Verilen metin →
•••••

'Falan inanma ama falsızda kalma' diyenlerden biri olarak uğurlu günüm olarak saydığım Salı günü uyanır, uyanmaz kahvaltı yapmadan başına geçtiğim bilgisayarın ekranında dolaşırken www.facebook.com karşıma ilk çıkan yazıyı okuyordum.
Hala bire bir tanışamasakta sanaldaki dostlarımdan baba dostlarından olan Turgut Sarıçam'ın 'Kısa bir Ardahan öyküsü' başlıklı yazısını okurken dün gece yaptığım ANASI TELEF OLAN ANNENİN KARNINDAN DANASI SAĞ ÇIKTI!.. haberimi hatırlıyor hem gülümsüyor, hem de üzülüyordum.
Gülümsemenin nedeni Turgut abinin babası gibi rahmetli olan babamın bizlere birer miras olarak bıraktığı o ünlü söylem ve vasiyetleri olurken, şu an yanımızda olmamalarına ve 'Ardahan öyküsü' başlıklı yazıda anlatılanların neden ve sonuçlarıydı.
Evet, bu yazıyı okuduktan sonra önümüzde ki pazar günü yani 8 Mart Kadınlar Gününü Ardahanlı kadınlarla birlikte kutlayacağımız programın hazırlıkları telaşıyla uydu üzerinde yayın yapan ulusal tv'de canlı olarak sunduğumuz GAZETECİLERLE GÜNDEM adlı programımıza geçen hafta telefonla katılıp, ekonomik olarak kurtuluşunun yolunun hayvancılık olduğunu söylediği memleketim Ardahan'ın vatan topraklarına katılışının 104. yıl dönümünü kutlayan Ardahan Ticaret ve Sanayi Odasını kuran ve şu an Ziraat Odası Başkanı olan diğer bir baba dostu olan Latifşah Sural'ı arayıp, iyi olup olmadığını bir kez daha soruyordum.
Çünkü tırnağı kanayanın çevre hastanelere sevk edildiği memleketim Ardahan'daki bir çokları gibi rahatsız olduğundan dolayı şu an benimde içinde bulunduğum İstanbul'a gelip, hastane, hastane dolaştığını biliyor ve son durumunu öğrenmeye çalışıyordum..

•••••

Verilen kayıtlar →
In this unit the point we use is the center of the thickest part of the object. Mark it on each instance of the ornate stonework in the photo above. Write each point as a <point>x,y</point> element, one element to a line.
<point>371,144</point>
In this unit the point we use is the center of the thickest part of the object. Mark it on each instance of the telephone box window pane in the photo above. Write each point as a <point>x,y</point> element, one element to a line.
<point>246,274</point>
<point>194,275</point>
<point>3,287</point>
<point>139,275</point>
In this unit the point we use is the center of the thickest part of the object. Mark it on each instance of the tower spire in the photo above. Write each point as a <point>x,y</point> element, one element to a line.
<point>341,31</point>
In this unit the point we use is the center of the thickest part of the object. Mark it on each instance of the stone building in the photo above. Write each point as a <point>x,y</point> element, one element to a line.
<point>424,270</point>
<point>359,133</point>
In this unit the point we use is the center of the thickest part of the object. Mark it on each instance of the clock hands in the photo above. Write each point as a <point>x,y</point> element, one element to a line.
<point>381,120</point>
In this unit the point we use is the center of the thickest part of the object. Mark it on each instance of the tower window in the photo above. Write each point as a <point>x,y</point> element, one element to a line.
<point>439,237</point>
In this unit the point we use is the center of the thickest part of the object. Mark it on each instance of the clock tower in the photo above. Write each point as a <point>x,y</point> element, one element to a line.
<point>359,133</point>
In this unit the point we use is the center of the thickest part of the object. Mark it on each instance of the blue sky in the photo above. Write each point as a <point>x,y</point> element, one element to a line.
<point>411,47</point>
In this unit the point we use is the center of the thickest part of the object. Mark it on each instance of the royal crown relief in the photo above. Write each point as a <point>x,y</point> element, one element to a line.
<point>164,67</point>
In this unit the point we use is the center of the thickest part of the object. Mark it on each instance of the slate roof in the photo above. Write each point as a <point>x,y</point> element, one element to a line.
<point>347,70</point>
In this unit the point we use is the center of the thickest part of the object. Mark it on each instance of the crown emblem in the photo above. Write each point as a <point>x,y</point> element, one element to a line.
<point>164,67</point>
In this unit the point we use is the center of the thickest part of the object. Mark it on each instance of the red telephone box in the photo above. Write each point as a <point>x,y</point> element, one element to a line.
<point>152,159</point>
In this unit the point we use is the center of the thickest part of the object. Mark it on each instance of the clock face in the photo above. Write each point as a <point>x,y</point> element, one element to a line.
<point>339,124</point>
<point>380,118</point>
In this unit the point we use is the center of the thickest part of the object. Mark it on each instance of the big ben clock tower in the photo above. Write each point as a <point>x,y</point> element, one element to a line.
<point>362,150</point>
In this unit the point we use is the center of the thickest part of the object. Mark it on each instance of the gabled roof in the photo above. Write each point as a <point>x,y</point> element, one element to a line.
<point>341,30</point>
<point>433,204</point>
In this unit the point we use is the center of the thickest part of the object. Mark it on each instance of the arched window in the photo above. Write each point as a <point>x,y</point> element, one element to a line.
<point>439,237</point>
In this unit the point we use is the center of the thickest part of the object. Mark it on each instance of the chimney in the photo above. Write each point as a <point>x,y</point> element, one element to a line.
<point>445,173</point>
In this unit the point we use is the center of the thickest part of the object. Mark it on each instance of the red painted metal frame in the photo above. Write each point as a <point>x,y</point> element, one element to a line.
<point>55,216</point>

•••••

Aşağıdakileri tamamlayın →
1 > Ardahan yazısında "Hala bire bir" sözleriyle başlayıp "hem de üzülüyordum." sözlerine kadar süren bölümü hiç değiştirmeden yeniden yazın.
2 > Ardahan yazısına göre Latifşah Sural şu an hangi odanın başkanıdır?
3 > Ardahan yazısını kaldığı yerden alıp devam ettirin.
Kayıtların bu işle hiçbir ilgisi yoktur.

Yanıt olarak →
1 >
Hala bire bir tanışamasakta sanaldaki dostlarımdan baba dostlarından olan Turgut Sarıçam'ın 'Kısa bir Ardahan öyküsü' başlıklı yazısını okurken dün gece yaptığım ANASI TELEF OLAN ANNENİN KARNINDAN DANASI SAĞ ÇIKTI!.. haberimi hatırlıyor hem gülümsüyor, hem de üzülüyordum.

2 > Ziraat Odası'nın başkanıdır.

3 >
Ve başta sağlık olmak üzere eğitim, ekonomik, sosyal, kültürel olarak devletinden, ulusalda vekil, yerelde başkan, meclis üyesi hatta muhtar olarak seçtiklerinden bekleneni alamayıp aradığını başka kentlerde bulmaya çalışan insanlardan biri olan Turgut Sarıçam gibi hemşerilerim ve diğer insanların terk etmek zorunda kaldığı ata dede yurdunun, bacalarının tütmemesinin diğer bir nedeni olan biten hayvancılığı ve onlara bakan çoban sorununu anlatan 'Kısa bir Ardahan öyküsü' başlıklı yazını okuyup, altına bıraktığım mesajımı, birde siz okurlarımın yorumuna bırakmak için bugünkü köşeme aldım.
Çünkü benim için olduğu gibi partiler içinde önemli bir gün olan Salı günleri mecliste yapılan grup toplantılarına ve Bahçeli ile 'Daha barış halayı çekeceğiz..' diyen Sırrı Süreyya Önderleri anlatırken asıl konuları, sorunları anlattığı, yazdığı, söyledikleri için gazetecilerin mahkeme kapılarından ayrılmadığı bir zamanda yaşanan karanlık atmosferden uzaklaşıp, bugünkü yazımı ulusaldan uzak tutup, yerele bırakmayı daha uygun buldum.
Evet, koyunların da çok tartışıldığı ülkede 'İnek güler mi?' başlıklı bugünkü yazımı toparlayıp, 'Abi gazete baskıya girecek yazını atar mısın' baskısıyla bastıran Baran'a, Ardahan'ı her gün yazan gazeteye Anadolu Haber adlı gazetemize yollamaya hazırlanırken gazetelerimizin manşetlerinin ekranlarında sıkça yer aldığı Halk TV'nin Genel Yayın Yönetmeni Suat Toktaş' ve meslektaşlarımızın serbest kaldıklarını öğrenip, darısı geçen günlerde safra kesesini aldıran eşim gibi hastalanan eşi, başak hanımın başındayken kalp rahatsızlığı geçiren Bahçeli ile görüşen Demirtaş ve diğer siyasilerin, gazetecilerin, aydınların, iş insanlarının ve güçlü bir genel af ile tüm ülkeye diye mırıldıyordum..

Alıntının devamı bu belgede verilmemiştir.